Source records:
%%

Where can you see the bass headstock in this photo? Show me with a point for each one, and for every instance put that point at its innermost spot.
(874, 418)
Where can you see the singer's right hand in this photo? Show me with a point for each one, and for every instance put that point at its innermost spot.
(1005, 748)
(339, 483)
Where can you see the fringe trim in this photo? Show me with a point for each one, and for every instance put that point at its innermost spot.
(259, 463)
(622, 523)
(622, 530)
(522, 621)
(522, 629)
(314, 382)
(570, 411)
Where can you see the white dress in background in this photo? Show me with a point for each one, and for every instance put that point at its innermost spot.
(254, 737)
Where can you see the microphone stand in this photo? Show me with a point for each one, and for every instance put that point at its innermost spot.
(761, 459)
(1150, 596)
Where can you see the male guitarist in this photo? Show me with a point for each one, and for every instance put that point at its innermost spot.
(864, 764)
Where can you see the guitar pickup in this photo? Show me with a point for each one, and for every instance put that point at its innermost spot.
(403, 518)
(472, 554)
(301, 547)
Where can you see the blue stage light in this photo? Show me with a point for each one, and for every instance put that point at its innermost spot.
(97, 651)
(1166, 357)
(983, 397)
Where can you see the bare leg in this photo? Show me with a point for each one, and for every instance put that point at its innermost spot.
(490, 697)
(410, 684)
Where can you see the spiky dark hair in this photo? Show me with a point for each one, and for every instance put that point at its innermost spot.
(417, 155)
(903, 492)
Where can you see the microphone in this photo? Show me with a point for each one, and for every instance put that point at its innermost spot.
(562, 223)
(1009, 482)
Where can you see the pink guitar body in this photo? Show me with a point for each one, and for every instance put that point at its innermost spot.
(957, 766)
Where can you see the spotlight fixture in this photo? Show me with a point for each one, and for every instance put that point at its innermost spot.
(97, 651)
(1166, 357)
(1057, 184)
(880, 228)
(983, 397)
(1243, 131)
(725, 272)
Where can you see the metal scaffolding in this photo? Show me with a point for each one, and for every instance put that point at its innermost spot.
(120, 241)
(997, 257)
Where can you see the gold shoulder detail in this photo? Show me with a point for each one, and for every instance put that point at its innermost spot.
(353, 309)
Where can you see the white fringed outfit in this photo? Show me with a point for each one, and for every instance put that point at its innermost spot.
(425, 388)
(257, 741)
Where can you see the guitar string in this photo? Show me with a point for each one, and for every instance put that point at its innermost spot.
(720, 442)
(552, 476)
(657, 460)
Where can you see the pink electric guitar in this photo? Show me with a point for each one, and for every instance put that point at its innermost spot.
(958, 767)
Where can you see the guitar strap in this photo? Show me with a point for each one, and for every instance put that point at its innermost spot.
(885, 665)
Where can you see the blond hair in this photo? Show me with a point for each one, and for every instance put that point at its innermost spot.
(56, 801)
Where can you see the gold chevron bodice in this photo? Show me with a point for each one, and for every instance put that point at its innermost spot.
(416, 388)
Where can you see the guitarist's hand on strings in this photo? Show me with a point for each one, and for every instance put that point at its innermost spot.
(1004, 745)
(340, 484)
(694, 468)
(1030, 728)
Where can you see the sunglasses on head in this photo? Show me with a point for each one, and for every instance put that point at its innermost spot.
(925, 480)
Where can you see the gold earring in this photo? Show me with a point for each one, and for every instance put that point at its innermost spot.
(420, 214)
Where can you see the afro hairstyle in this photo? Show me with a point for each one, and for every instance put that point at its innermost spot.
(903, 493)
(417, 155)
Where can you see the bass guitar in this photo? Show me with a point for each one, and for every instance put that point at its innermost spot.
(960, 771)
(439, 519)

%%

• _What needs to be done_: Give back, unchanged, every line from the one with "Where can you see the blond" to the end of the entries above.

• _Expected answer_:
Where can you see the blond hair in this photo? Show me with a point for each one, and for every instance put that point at its innermost spot.
(56, 801)
Where can you see the gold chevron bodice in this photo? Show me with a point for each one, and for every instance put that point at its innermost spot.
(416, 388)
Where can you see the guitarist's hand on strings in this photo? Show me with a point for each one, and for every instance put that point at its innermost spot.
(1004, 745)
(340, 484)
(694, 468)
(1030, 728)
Where can you see the sunglasses on head in this photo? Show me with a point for each one, and for every instance put that point at its innermost spot.
(925, 480)
Where can you see the gold earring in this photo? Show me with a point for each one, and for every instance put that point at its innermost spot.
(420, 214)
Where can you see the afro hairstyle in this photo? Show me with a point for each one, and for every instance put that point at its innermost spot.
(903, 493)
(417, 155)
Where can you see the bass guitar in this photo? Show me with a point for each one, and for every instance put that point at its innermost spot.
(960, 771)
(439, 519)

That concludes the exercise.